▸ À vous: Poursuivez le texte sur les mutuelles face aux directives européennes d'assurance à partir de sa dernière phrase.

▸ Texte fourni:
-------------------------

En décembre 1994, la Commission européenne a cependant réitéré sa volonté de soumettre au libre jeu de la concurrence les transferts de portefeuille et réclamé l'ouverture de ces transferts à l'ensemble des entreprises européennes d'assurance, conformément aux dispositions des directives de 1992. La Commission déclare, en effet, qu'" il est absolument nécessaire, dans l'intérêt même des assurés, que ce portefeuille puisse être repris par une autre entreprise d'assurance, quelle que soit sa forme juridique ". Elle a demandé, à cette date, comme en novembre 1997, l'ouverture des contrats de réassurance à l'ensemble des sociétés d'assurance communautaire.

Le lourd retard pris par la France a valu, au mois de mai 1998, un rejet par la Commission d'une proposition de transposition jugée " incomplète " et l'ouverture d'une poursuite devant la Cour de justice des communautés européennes, le fond du problème étant bien entendu la contrariété existant entre la libre prestation de service en matière d'assurance et le cumul d'activités d'assurance et d'_uvres sociales par les mutuelles, la fiscalité dérogatoire de la mutualité étant l'une des incidences de ce débat de fond.

On voit mal ce qu'une éventuelle commission d'enquête pourrait apporter à un débat déjà complexe, déjà public, qui transcende largement les courants politiques et les Gouvernements successifs, qui, tous, se sont montrés attachés à la défense des mutuelles. Il s'agit d'un problème où les positions nationale et communautaire sont manifestement antagonistes. Mais une commission d'enquête n'y apporterait rien et ne paraît pas la solution adéquate, s'agissant d'un problème de droit communautaire. En outre, le Gouvernement a chargé M. Michel Rocard d'une étude sur ce thème et il paraît donc prématuré de se saisir de ce problème avant que celui-ci n'ait remis ses conclusions.

Le rapporteur propose donc de rejeter la proposition de résolution, non parce qu'elle ne soulève pas une réelle question, mais parce que la solution qu'elle préconise ne peut contribuer à y apporter de réponse.

-------------------------

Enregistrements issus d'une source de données

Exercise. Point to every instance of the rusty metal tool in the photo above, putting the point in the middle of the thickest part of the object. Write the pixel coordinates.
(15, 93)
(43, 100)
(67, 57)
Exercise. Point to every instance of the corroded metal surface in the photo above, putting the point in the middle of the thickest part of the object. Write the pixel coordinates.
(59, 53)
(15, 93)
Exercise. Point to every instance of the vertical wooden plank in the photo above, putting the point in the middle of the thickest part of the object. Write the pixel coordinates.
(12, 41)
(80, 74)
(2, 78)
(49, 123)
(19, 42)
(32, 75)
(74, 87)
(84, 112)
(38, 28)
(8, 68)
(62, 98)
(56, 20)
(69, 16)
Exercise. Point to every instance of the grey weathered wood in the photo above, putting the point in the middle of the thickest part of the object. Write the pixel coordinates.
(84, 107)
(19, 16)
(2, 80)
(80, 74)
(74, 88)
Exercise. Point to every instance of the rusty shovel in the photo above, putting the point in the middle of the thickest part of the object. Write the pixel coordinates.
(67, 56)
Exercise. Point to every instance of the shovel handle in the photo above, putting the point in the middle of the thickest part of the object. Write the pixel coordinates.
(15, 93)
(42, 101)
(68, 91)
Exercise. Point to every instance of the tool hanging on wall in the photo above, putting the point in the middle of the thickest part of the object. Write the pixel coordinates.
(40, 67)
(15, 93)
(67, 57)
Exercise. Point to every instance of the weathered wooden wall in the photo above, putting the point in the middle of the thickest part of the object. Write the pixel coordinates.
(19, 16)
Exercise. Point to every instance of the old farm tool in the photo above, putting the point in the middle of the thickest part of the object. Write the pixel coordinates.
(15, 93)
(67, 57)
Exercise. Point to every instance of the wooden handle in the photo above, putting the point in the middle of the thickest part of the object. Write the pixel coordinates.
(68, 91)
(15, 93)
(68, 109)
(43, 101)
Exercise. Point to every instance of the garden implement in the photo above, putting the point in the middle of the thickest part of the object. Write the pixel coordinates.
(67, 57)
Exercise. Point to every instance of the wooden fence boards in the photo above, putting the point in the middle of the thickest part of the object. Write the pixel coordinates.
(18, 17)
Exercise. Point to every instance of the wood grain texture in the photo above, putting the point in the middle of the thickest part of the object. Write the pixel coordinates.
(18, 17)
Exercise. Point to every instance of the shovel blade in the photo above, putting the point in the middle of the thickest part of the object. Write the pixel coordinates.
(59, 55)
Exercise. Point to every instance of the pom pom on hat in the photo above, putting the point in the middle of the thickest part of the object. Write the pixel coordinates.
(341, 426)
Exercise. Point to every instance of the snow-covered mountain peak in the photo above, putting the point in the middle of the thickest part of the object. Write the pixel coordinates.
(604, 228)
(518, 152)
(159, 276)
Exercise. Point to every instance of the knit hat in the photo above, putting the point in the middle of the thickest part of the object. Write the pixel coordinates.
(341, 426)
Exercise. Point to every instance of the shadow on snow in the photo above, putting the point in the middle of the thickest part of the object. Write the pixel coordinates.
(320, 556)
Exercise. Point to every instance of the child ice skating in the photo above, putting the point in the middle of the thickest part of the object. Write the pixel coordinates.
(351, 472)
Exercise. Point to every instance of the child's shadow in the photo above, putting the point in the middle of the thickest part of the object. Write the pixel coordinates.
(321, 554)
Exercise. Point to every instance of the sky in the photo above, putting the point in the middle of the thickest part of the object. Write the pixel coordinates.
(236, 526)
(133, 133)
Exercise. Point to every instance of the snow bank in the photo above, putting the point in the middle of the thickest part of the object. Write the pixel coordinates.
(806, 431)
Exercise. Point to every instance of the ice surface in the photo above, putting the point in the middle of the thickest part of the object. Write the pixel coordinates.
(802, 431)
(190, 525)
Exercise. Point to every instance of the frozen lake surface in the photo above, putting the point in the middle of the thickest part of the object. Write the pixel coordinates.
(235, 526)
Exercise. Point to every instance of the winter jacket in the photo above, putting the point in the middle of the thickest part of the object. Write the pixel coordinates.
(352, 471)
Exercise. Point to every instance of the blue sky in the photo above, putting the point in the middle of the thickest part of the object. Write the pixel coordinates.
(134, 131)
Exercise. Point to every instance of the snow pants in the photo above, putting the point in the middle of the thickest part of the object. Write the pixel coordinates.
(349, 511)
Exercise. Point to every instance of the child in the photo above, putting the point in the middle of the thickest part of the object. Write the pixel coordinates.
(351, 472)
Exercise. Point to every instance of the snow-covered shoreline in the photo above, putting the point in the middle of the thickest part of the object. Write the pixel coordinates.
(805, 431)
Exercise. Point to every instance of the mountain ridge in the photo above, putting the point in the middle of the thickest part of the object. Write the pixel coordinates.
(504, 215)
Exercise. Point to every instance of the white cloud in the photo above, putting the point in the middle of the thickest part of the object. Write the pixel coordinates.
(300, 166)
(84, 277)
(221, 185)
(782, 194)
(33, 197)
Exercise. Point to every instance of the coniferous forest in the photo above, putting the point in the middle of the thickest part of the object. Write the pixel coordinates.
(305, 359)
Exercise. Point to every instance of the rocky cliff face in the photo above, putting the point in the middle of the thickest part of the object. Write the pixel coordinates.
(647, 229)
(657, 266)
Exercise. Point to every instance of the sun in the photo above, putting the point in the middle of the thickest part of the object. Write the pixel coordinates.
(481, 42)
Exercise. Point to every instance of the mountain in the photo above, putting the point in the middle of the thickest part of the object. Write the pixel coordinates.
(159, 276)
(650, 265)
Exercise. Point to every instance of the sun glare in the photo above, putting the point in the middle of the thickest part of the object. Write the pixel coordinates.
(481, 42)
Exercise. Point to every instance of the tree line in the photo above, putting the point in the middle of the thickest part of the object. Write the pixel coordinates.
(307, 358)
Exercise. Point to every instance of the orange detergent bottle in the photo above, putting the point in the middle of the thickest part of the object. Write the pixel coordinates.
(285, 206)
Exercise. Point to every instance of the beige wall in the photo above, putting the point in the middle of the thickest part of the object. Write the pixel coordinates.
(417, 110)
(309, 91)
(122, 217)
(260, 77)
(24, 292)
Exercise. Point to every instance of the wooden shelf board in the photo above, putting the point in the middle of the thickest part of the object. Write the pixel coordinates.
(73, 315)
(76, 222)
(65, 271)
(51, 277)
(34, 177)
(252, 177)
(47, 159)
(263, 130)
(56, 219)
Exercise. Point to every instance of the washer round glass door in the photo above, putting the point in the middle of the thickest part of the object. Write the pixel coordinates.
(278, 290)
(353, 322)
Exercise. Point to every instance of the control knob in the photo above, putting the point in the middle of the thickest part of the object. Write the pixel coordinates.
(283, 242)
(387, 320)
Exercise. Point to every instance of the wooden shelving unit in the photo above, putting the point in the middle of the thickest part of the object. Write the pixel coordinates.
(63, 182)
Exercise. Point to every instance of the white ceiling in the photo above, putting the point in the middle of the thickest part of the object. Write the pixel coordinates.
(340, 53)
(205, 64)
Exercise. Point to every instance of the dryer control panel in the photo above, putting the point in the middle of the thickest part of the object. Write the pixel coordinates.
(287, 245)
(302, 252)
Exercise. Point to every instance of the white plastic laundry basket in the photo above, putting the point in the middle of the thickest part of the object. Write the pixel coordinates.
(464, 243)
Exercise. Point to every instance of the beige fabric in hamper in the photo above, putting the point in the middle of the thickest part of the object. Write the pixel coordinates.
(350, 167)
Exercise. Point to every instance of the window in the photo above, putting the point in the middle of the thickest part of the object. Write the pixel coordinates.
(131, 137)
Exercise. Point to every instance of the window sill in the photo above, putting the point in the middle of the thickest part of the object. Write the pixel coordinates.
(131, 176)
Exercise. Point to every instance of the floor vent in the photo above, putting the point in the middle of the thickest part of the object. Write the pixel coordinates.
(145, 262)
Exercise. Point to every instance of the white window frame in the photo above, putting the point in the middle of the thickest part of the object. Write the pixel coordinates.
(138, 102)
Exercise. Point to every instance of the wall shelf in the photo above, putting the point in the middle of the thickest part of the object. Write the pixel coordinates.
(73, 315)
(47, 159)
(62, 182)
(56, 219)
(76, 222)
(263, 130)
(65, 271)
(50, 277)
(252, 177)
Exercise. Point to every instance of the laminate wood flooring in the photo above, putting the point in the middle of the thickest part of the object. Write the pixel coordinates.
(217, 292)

-------------------------

▸ Votre réponse:
TRAVAUX DE LA COMMISSION

La commission des affaires culturelles, familiales et sociales a examiné la présente proposition de résolution au cours de sa séance du mercredi 16 décembre 1998.

Après l'exposé du rapporteur, M. Dominique Paillé a indiqué que, à la veille d'une transformation juridique d'ampleur et de la possible mise à jour de faits délictueux concernant la gestion de mutuelles, la proposition de résolution avait pour objet de prendre date. La proposition de résolution a également pour objet d'évoquer les risques résultant de l'application du droit communautaire pesant sur les mutuelles. En tout état de cause, il est souhaitable d'être attentif à l'évolution de cette question.

Le président Jean Le Garrec a estimé nécessaire d'attendre la publication du rapport de M. Michel Rocard et considéré que la création d'une commission d'enquête ne constituait pas une solution adaptée pour répondre aux problèmes posés. En tout état de cause, le Parlement sera appelé à se prononcer, vraisemblablement l'année prochaine, lors de l'examen du projet de loi portant transposition des directives européennes.

Conformément aux conclusions du rapporteur, la commission a rejeté la proposition de résolution.

N° 1273. - RAPPORT de M. Marcel ROGEMONT (au nom de la commission des affaires culturelles) sur la proposition de résolution (n°1156) de M. Dominique PAILLÉ tendant à créer une commission d'enquête sur le fonctionnement du groupement mutualiste éligible aux règles fixées par le code de la mutualité.